#### [Written task]
Which lines of the entries below contain the word "holding", matching case exactly? List each such line in full.

#### [Data provided]
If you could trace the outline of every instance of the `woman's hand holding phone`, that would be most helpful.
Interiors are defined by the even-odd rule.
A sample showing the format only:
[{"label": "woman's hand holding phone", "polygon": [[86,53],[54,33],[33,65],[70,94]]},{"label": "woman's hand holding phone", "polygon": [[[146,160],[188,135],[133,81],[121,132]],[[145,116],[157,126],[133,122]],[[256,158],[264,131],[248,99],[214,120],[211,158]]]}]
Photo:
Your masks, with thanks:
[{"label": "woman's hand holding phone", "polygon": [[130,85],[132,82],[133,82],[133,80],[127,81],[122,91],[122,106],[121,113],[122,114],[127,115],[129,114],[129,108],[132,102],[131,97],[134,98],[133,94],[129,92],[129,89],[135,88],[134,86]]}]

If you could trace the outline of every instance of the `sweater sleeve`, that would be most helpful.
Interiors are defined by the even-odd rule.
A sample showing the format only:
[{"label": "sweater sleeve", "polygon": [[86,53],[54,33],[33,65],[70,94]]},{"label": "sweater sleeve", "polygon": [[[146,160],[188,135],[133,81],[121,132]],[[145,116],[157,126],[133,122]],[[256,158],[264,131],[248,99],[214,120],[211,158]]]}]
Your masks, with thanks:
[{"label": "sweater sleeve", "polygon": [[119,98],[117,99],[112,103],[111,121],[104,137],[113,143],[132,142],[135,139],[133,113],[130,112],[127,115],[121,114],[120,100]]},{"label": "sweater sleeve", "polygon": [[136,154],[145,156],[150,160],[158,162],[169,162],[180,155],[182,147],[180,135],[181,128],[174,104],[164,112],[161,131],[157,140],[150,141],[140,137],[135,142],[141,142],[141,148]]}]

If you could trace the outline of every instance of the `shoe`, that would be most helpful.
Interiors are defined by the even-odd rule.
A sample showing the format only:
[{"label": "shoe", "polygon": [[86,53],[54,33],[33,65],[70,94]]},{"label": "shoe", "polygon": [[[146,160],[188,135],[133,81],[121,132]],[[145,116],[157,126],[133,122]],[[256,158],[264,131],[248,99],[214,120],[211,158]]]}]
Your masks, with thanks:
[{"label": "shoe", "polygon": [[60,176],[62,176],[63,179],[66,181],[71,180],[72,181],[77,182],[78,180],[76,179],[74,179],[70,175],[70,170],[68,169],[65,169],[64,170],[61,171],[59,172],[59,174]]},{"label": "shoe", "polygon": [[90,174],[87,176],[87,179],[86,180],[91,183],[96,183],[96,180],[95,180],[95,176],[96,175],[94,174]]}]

#### [Task result]
If you could trace the outline of every instance of the `woman's hand holding phone`, that would be most helpful.
[{"label": "woman's hand holding phone", "polygon": [[86,53],[54,33],[33,65],[70,94]]},{"label": "woman's hand holding phone", "polygon": [[[146,160],[188,135],[133,81],[121,132]],[[145,116],[157,126],[133,122]],[[256,158],[264,131],[248,99],[214,120],[211,158]]]}]
[{"label": "woman's hand holding phone", "polygon": [[130,85],[132,82],[133,82],[133,80],[127,81],[122,91],[122,106],[121,113],[122,114],[127,115],[129,114],[129,108],[132,102],[131,97],[134,98],[133,94],[129,92],[129,89],[135,88],[134,86]]}]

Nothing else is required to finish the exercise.